WRITTEN INSTRUCTION —
Reproduce every one of the records below word for word, leaving nothing out and changing nothing.

************

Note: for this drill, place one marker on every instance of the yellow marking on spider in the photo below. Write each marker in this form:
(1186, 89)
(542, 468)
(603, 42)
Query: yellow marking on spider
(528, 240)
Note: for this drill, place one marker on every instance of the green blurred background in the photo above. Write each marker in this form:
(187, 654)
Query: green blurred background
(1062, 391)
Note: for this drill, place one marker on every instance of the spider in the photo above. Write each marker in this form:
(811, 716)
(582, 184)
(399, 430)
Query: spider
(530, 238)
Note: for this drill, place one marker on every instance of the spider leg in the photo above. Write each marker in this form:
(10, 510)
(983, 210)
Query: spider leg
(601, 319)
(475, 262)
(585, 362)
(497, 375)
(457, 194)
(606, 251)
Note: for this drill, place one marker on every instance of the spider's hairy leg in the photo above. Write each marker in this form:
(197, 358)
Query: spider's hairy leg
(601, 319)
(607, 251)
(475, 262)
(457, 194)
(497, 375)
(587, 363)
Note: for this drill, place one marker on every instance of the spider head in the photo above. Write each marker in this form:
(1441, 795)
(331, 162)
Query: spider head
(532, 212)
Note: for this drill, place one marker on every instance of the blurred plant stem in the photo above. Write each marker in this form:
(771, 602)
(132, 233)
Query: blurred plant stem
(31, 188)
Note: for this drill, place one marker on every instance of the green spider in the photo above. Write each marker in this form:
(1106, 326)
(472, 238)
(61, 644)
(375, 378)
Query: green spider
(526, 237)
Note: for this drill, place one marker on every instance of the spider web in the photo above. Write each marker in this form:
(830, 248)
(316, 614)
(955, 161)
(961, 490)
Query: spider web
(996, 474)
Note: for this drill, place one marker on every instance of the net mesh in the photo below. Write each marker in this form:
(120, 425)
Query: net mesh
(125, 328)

************

FULL ANSWER —
Note: for this drill, place one marker on every instance of the yellow marking on spider in the photo below. Write each marker in this form:
(1186, 89)
(542, 468)
(603, 42)
Query: yellow marking on spider
(528, 240)
Note: for this drill, place one marker on every instance of the green blurred background in the photo above. Write each marker in this form:
(187, 654)
Query: green blurred background
(1062, 391)
Note: for this drill, place one marker on every instance of the spider in the photo above. Write each marker in this form:
(811, 716)
(582, 184)
(399, 430)
Query: spider
(530, 238)
Note: for this drill, place one marker on every instance of the spider leg in the photo above. Write each marker in this form:
(10, 510)
(983, 210)
Query: spider leg
(601, 319)
(475, 262)
(585, 362)
(497, 375)
(457, 194)
(606, 251)
Note: for this drill, place one marker on every instance of the spider's hairy leg in the photo above. Write each marker in this form:
(197, 358)
Query: spider's hairy leg
(601, 319)
(607, 251)
(475, 262)
(457, 194)
(497, 375)
(587, 363)
Note: for this drill, place one marker on every instance of the spider head in the photo above. Write each marker in this form:
(1441, 795)
(331, 162)
Query: spider head
(532, 212)
Note: for this drill, place one marker on every instance of the blurred plant stem in the photo above. Write each marker in this form:
(771, 602)
(132, 233)
Query: blurred plant stem
(31, 188)
Note: for this drill, place one marker on every instance of the green spider in the photo above. Write each marker in this form:
(1106, 326)
(472, 238)
(61, 644)
(375, 378)
Query: green spider
(526, 237)
Note: for this drill, place one marker on every instance of the spider web in the photo above. Write each marker in this form:
(830, 248)
(316, 614)
(955, 161)
(961, 490)
Query: spider web
(996, 474)
Note: for this drill, place one marker on every instance of the net mesh in the photo below. Write each marker in this form:
(120, 425)
Query: net mesh
(125, 328)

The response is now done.